▶ [Set problem 1]: Retype the home theater PC post between "That's how I" and "the family room.", inclusive.

##### Text excerpt #####

Re: [H] What are we up to (Was-Are we alive?)

2014-02-24 Thread Brian Weeden
Anthony, I'd also add to Jim's comments that once you have one big central
drive you can use someting like XBMC to have a very nice interface on all
your HTPCs in the house and accessibility to all your content.



-
Brian



On Mon, Feb 24, 2014 at 9:42 AM, James Maki jwm_maill...@comcast.netwrote:

 That's how I started! :) But the desire for ease of use for my family (if
 it's not in plain sight, they can't find the drive, folder or location of a
 desired movie or TV show) and it just got out of control! A couple of
 drives here. A Sans Digital tower there. A new HTPC in the family room.
 Gigabit network hooking upstairs bedroom to the main computer downstairs.
 You name it, it got added.  I ended up spending lots of time cataloging,
 especially when adding drives. The pooling aspect of FlexRAID allows me to
 have one BIG drive with a folder for Blu-rays, one for DVDs, and another
 for
 recorded TV shows. Previously, a desired file might have been on one of 4
 computers and any one of the approximately 30 drives. I did compromise
 awhile back and create 8 and 10 TB JBODs on the Sans Digital towers and
 internal in the main HTPC. This made it slightly easier to catalog.

 Of course, all of this ignores the building computers, etc. is fun factor
 of this hobby. :)

##### Entries shown #####

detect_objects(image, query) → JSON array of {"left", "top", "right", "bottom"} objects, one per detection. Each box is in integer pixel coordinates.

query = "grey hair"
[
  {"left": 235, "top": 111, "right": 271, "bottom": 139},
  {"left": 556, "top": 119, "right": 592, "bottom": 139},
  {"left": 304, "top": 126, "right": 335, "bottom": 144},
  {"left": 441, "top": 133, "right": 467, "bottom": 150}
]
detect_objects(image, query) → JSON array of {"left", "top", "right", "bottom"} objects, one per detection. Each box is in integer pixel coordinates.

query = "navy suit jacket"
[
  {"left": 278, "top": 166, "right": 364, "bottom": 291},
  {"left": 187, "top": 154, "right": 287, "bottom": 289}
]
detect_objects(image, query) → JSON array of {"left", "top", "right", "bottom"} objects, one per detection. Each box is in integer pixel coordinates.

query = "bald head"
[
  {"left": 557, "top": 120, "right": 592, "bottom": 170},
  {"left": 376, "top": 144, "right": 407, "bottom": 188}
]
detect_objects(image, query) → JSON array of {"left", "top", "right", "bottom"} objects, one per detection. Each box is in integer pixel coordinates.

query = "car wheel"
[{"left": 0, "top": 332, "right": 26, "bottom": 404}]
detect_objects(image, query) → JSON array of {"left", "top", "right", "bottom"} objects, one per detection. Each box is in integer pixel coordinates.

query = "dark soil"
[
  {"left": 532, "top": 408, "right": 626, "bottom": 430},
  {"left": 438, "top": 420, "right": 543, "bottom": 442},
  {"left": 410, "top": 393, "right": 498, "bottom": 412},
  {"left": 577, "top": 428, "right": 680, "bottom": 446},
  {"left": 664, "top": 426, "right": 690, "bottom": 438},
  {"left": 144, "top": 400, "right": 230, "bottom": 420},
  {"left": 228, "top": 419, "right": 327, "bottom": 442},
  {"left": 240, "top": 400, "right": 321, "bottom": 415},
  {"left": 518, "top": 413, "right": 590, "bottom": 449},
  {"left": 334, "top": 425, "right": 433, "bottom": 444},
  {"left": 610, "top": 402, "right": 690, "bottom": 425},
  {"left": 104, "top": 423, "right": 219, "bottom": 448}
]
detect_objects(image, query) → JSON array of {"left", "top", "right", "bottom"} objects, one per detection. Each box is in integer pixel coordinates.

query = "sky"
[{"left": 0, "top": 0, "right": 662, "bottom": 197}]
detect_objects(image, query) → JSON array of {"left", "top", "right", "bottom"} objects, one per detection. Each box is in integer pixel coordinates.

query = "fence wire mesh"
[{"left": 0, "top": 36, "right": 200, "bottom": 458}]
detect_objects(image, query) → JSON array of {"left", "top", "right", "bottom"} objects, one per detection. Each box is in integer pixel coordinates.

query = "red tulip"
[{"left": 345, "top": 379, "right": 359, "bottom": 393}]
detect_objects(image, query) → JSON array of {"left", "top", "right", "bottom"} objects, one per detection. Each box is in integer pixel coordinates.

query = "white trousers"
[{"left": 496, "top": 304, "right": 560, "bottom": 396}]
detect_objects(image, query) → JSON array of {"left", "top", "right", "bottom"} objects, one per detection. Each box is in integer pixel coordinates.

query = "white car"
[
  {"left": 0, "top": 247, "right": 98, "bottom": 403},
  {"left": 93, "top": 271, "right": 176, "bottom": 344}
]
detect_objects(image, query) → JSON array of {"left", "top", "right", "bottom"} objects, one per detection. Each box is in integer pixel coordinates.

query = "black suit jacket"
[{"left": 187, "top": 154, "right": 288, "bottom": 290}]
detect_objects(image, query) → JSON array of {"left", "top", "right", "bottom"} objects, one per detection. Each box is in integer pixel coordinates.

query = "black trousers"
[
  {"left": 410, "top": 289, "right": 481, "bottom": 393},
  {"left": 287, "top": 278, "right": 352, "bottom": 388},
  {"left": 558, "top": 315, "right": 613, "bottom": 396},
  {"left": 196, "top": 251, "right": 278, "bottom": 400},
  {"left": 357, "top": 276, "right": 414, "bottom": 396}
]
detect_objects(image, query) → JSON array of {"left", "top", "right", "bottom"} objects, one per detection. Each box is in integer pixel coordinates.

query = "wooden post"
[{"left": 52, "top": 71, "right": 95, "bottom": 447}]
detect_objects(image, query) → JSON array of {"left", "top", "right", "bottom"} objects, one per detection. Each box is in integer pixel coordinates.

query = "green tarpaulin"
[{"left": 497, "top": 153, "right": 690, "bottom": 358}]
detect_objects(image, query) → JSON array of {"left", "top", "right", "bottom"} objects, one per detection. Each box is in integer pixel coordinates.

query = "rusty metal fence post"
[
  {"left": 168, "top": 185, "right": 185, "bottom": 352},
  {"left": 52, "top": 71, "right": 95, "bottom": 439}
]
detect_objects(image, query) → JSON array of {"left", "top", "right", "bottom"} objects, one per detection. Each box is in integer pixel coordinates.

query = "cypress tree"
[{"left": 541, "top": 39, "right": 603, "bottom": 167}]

#####

▶ [Set problem 2]: Pick out every line of the listing that contains the string "black".

▶ [Final answer 1]:
That's how I started! :) But the desire for ease of use for my family (if
 it's not in plain sight, they can't find the drive, folder or location of a
 desired movie or TV show) and it just got out of control! A couple of
 drives here. A Sans Digital tower there. A new HTPC in the family room.

▶ [Final answer 2]:
query = "black suit jacket"
query = "black trousers"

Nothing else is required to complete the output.